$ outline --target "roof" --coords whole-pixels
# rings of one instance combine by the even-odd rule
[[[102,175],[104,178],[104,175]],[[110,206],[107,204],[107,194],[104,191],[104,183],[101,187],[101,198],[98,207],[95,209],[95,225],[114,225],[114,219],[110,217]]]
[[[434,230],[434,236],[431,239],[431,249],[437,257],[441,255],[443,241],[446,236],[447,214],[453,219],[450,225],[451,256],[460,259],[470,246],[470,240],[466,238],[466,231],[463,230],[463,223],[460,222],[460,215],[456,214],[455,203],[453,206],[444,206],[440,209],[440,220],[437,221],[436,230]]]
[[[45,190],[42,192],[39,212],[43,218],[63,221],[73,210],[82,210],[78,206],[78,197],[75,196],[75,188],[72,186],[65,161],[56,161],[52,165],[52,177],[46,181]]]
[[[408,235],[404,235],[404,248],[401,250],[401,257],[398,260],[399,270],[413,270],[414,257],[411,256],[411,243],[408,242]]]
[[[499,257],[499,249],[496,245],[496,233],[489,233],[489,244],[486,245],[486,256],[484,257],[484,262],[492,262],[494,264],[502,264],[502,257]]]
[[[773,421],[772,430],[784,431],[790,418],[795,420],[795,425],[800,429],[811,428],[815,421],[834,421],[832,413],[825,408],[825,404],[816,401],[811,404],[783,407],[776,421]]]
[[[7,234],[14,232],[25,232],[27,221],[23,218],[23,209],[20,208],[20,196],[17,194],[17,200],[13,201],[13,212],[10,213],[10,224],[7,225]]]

» **Directions**
Copy every one of the records above, keeping each line and character unchanged.

» **Reply**
$ outline --target "roof" --coords whole-pixels
# rings of one instance combine by the even-odd rule
[[[102,175],[104,178],[104,175]],[[110,206],[107,204],[107,194],[104,191],[104,183],[101,187],[101,198],[98,207],[95,209],[95,225],[114,225],[114,219],[110,217]]]
[[[434,230],[434,236],[431,239],[431,249],[437,257],[441,255],[443,241],[446,236],[447,214],[453,219],[450,225],[451,256],[460,259],[470,246],[470,240],[466,238],[466,231],[463,230],[463,223],[460,222],[460,215],[456,214],[455,203],[453,206],[444,206],[440,209],[440,220],[437,221],[436,230]]]
[[[45,190],[42,192],[39,212],[43,218],[63,221],[73,210],[82,210],[78,206],[78,197],[75,196],[75,188],[72,186],[65,161],[56,161],[52,165],[52,177],[46,181]]]
[[[408,235],[404,235],[404,248],[401,250],[401,257],[398,260],[399,270],[413,270],[414,257],[411,256],[411,243],[408,242]]]
[[[499,257],[499,249],[496,245],[496,233],[489,233],[489,244],[486,245],[486,256],[484,257],[484,262],[492,262],[494,264],[502,264],[502,257]]]
[[[773,421],[772,430],[784,431],[790,418],[795,420],[795,425],[800,429],[811,428],[815,421],[834,421],[832,413],[825,408],[825,404],[816,401],[811,404],[783,407],[776,421]]]
[[[7,234],[14,232],[25,232],[27,221],[23,218],[23,209],[20,208],[20,196],[17,194],[17,200],[13,201],[13,212],[10,213],[10,224],[7,225]]]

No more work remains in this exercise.